_SOURCE DOCUMENT_.
Single by Slipknot

from the album All Hope Is Gone
- Released: December 1, 2008
- Recorded: February 2008 – June 2008
- Studio: Sound Farm (Jamaica, Iowa)
- Length: 4:29 (album version); 4:22 (radio edit);
- Label: Roadrunner
- Songwriters: Corey Taylor, Mick Thomson, Jim Root, Paul Gray, Joey Jordison, Shawn Crahan, Chris Fehn, Sid Wilson, and Craig Jones
- Producer: Dave Fortman

Slipknot singles chronology
| "Psychosocial" (2008) | "Dead Memories" (2008) | "Sulfur" (2009) |

Music video
- "Dead Memories" on YouTube

= Dead Memories =

2008 single by Slipknot

"Dead Memories" is a song from American heavy metal band Slipknot's fourth album, All Hope Is Gone. It was released on December 1, 2008.

"I had gone through a pretty brutal divorce at that point," explained Corey Taylor. "This [song] was me letting go of a lot of regret and cynical feelings. It was very cathartic… I got a lot out on that album.

Released as the third single from All Hope Is Gone, its video was directed by P. R. Brown and Shawn Crahan. The video premiered on MTV2 on October 25, 2008.

==Music video==
The music video for "Dead Memories" was directed by P. R. Brown. On September 30, 2008, the band's record label Roadrunner Records released a 15-second teaser video on YouTube which featured vocalist Corey Taylor in what appears to be a grave in torrential rain. The video premiered on MTV's Headbangers Ball on October 25, 2008, as part of the Headbangers Ball 20th anniversary special programming. The treatment for the music video was percussionist Shawn Crahan's idea, Crahan calls the video a "short film" and admits it was "very" expensive. Crahan's initial idea was to have several rooms; he introduced the idea to vocalist Corey Taylor who decided what each room would be.

The video starts with Taylor walking from the Iowa State Capitol in downtown Des Moines to a rural area. Taylor walks through empty fields and begins to dig. He seemingly falls through the ground into a room below, now wearing a mask. The room is occupied by turntablist Sid Wilson, crawling on the walls and ceiling. Taylor opens the curtains, only to find the view obscured by earth, suggesting the room is underground. Wilson tries to stop Taylor from leaving the room by grabbing his leg but Taylor manages to escape and enter a second room, occupied by drummer Joey Jordison, who is being assisted and nursed by four women. Taylor spectates the scene, but does not interact with anybody. As Jordison spots Taylor's reflection in a mirror and turns to look at him, the latter enters a third room, occupied by sampler and keyboardist Craig Jones. In this segment, the video's colours are reversed and remain so throughout the scene but Taylor's actions imply that the room itself is either very dark or dimly lit. Taylor walks around Jones, who remains immobile, and inspects his mask, touching one of the nails in it to get any response but to no avail. Jones lights a flare, which temporarily blinds Taylor, who leaves.

_DATA EXTRACT_.
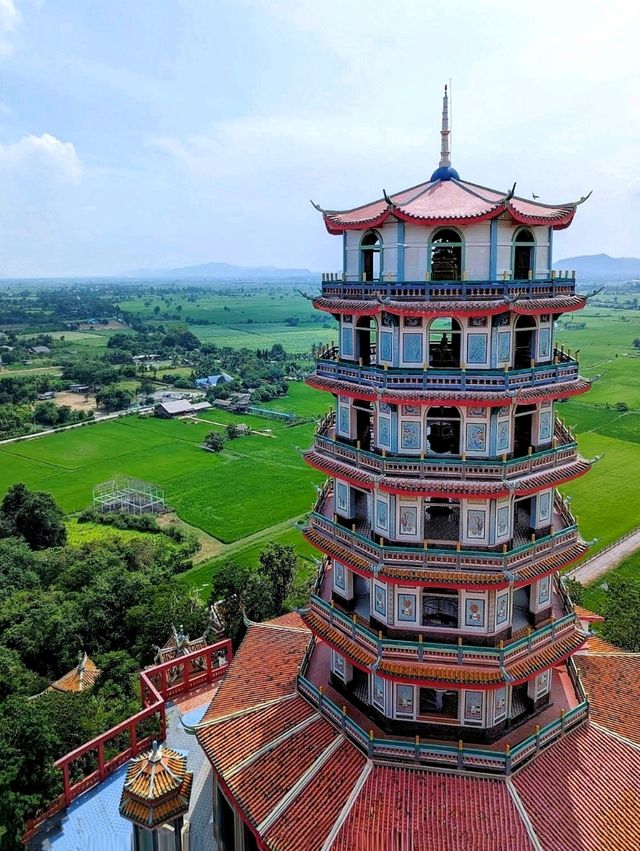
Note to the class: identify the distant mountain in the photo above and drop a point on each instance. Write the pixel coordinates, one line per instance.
(225, 272)
(601, 266)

_EXERCISE_.
Do these statements agree with the article on the song "Dead Memories"? For each, answer yes or no and quote the exact words of the article that decide it.
1. Roadrunner Records put out a 15-second teaser on YouTube.
2. Shawn Crahan decided what each room in the video would be.
3. In the second room, Joey Jordison is looked after by four women.
The listing plays no part in this exercise.

_COMPLETED EXERCISE_.
1. Yes: "the band's record label Roadrunner Records released a 15-second teaser video on YouTube"
2. No: "he introduced the idea to vocalist Corey Taylor who decided what each room would be"
3. Yes: "occupied by drummer Joey Jordison, who is being assisted and nursed by four women"